_ASSIGNED TASK_:
Everything from the line that holds "Review the image above. You are expected to detect bare" through the end of the data below should be output exactly, both ends included.

_DATA SHOWN_:

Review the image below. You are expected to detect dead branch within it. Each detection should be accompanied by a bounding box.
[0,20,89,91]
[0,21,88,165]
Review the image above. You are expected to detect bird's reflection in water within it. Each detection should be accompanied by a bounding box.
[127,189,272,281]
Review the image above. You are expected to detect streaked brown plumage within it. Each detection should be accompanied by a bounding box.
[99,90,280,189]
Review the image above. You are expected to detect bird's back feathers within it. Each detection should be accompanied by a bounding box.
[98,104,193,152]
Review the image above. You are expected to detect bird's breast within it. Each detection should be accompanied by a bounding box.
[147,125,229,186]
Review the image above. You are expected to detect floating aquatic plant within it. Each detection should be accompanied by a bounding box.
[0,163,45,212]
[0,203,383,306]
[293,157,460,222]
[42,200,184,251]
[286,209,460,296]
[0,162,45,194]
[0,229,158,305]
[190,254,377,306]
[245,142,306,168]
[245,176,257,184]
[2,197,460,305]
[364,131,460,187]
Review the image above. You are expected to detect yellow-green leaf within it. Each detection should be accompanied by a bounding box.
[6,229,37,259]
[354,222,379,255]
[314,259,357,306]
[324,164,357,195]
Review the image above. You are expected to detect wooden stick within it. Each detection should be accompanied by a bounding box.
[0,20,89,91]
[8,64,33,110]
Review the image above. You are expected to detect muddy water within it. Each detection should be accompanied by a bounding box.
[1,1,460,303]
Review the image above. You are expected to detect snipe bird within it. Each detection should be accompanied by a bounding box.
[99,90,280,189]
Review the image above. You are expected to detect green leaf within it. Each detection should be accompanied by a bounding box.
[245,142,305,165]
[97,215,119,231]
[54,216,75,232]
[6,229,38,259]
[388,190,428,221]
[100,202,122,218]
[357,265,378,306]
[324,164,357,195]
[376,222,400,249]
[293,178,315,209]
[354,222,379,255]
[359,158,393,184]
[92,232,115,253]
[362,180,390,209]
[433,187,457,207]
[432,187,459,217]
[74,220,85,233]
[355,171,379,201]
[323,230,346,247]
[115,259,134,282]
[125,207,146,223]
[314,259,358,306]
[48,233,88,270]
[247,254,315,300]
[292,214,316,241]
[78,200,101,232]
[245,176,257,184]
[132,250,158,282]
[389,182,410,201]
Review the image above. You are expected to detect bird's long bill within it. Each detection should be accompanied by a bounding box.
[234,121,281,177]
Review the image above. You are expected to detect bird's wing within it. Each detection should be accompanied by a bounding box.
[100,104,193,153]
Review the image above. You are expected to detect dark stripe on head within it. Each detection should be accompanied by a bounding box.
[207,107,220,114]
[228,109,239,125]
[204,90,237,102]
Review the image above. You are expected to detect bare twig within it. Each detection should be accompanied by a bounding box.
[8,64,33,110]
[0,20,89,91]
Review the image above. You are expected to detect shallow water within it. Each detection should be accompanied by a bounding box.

_ANSWER_:
Review the image above. You are expected to detect bare twig within it. Each detection should be accompanied by a bounding box.
[8,64,33,110]
[0,20,89,91]
Review the image above. You are expected to detect shallow water within it. Each detection should be accompanied by a bounding box.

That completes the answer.